• **Problem description**
Starting at the line that contains "Then the output is a point for each instance." and stopping after the last line, set down the listing exactly as it is. Add nothing.

______________________________

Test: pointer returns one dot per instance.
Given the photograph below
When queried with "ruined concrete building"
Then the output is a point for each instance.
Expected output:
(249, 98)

______________________________

• **Final answer**
Then the output is a point for each instance.
Expected output:
(249, 98)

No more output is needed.